▶ Instructions to follow:
When the word "this" shows up in a line of the records below, copy that line.

▶ Excerpted data:
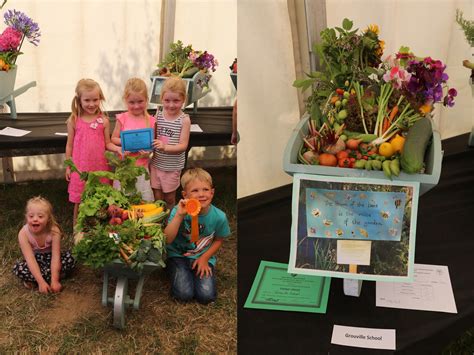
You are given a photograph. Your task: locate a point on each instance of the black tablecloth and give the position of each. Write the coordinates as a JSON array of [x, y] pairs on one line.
[[216, 123], [444, 237]]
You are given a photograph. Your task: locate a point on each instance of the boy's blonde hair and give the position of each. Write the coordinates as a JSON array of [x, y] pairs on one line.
[[175, 85], [136, 86], [193, 174], [76, 108], [39, 200]]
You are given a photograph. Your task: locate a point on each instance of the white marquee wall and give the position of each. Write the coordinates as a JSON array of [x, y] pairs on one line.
[[111, 41]]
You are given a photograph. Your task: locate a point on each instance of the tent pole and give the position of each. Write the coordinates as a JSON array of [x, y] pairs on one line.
[[315, 11], [168, 12]]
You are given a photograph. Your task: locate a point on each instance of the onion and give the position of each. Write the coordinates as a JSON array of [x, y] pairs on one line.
[[336, 147]]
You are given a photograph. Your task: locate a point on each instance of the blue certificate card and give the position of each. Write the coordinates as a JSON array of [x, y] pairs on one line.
[[274, 288], [353, 227], [136, 139]]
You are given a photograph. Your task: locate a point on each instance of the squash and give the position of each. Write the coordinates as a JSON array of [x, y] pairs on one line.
[[416, 142]]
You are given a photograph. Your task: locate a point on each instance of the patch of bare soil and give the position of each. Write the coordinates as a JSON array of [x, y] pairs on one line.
[[73, 303]]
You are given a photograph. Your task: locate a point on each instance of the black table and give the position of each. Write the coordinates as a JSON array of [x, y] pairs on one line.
[[444, 237], [216, 123]]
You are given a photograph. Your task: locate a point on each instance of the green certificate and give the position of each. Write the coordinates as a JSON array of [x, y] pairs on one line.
[[274, 288]]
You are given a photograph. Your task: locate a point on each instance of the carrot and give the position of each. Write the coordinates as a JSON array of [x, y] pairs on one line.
[[193, 207], [385, 125], [393, 113]]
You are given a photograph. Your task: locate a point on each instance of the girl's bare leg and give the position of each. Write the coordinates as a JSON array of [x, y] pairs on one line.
[[74, 216]]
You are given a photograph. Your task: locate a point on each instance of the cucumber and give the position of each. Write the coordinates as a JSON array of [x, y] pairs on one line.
[[416, 142]]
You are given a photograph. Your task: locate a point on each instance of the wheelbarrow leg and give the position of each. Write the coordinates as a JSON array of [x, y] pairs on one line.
[[138, 292], [12, 105], [120, 302], [105, 289]]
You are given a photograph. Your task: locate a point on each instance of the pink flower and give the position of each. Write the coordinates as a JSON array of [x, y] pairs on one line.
[[397, 76], [10, 39]]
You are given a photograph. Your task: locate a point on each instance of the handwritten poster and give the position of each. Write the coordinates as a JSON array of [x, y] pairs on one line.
[[365, 215]]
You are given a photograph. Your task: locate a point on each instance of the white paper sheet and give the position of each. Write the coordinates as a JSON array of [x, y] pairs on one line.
[[371, 338], [356, 252], [13, 132], [195, 128], [430, 291]]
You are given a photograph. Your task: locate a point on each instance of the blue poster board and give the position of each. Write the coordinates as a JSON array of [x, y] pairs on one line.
[[353, 227], [365, 215]]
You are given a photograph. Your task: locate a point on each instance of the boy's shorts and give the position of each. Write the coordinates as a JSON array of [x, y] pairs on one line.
[[166, 181]]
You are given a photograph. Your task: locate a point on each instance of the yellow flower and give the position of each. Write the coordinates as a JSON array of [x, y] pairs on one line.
[[373, 28], [381, 48]]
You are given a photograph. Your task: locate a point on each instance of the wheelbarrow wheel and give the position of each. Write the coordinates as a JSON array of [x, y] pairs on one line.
[[120, 302]]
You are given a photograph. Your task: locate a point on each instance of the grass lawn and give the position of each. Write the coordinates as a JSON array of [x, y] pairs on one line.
[[75, 320]]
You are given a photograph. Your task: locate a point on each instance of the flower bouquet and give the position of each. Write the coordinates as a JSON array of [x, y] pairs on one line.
[[19, 27], [185, 62], [367, 113], [193, 66]]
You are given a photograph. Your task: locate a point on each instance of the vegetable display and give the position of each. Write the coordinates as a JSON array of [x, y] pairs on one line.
[[369, 113], [115, 224]]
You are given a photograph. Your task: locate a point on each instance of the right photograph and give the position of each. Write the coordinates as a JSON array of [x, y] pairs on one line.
[[355, 176]]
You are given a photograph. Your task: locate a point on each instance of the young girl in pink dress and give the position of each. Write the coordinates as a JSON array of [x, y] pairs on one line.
[[40, 243], [136, 117], [88, 136]]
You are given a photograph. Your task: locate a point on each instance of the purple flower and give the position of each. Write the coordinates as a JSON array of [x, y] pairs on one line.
[[10, 39], [452, 92], [22, 23]]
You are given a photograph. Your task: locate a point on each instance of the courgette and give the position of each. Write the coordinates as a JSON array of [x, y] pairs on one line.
[[417, 140]]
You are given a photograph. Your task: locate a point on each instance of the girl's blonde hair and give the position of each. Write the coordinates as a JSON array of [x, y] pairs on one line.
[[136, 86], [49, 210], [82, 86], [195, 174], [175, 85]]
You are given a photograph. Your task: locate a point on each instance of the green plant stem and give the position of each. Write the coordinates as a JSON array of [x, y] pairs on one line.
[[359, 93], [385, 93]]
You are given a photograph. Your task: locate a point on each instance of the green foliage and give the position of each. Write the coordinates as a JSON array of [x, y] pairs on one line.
[[467, 26], [177, 59], [344, 56], [97, 248]]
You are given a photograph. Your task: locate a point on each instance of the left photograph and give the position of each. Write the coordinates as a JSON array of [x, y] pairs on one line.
[[118, 176]]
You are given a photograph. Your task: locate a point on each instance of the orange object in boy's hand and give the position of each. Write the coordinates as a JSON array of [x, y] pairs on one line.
[[193, 207]]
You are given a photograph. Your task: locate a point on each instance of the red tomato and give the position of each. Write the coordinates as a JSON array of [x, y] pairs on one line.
[[342, 154]]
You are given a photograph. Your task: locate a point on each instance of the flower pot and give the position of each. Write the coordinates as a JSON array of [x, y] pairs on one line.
[[194, 90], [7, 82], [427, 181]]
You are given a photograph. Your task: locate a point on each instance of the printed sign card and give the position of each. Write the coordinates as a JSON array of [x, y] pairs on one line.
[[362, 215], [136, 139], [353, 227]]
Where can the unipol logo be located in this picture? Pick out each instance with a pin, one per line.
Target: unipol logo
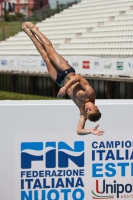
(57, 154)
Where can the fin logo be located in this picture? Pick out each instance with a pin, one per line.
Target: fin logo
(57, 154)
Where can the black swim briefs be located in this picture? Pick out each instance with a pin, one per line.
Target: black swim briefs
(63, 74)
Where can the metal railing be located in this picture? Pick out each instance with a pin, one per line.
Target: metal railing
(40, 85)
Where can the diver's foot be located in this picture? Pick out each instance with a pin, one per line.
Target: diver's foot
(31, 26)
(26, 30)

▶ Written response:
Where can the unipol logo be located in this picture? Pick out each instance with a pin, one per line.
Where can the fin logo be located in this picture? Pick out each instance with a pin, one per line.
Where can the black swim briefs be located in this picture? Pick out each instance with a pin, one per line.
Where can the metal railing be located in this picture? Pick out each instance with a pin, one per line.
Where can the diver's foot be located in this picture? Pick out each instance with a pin, one per line.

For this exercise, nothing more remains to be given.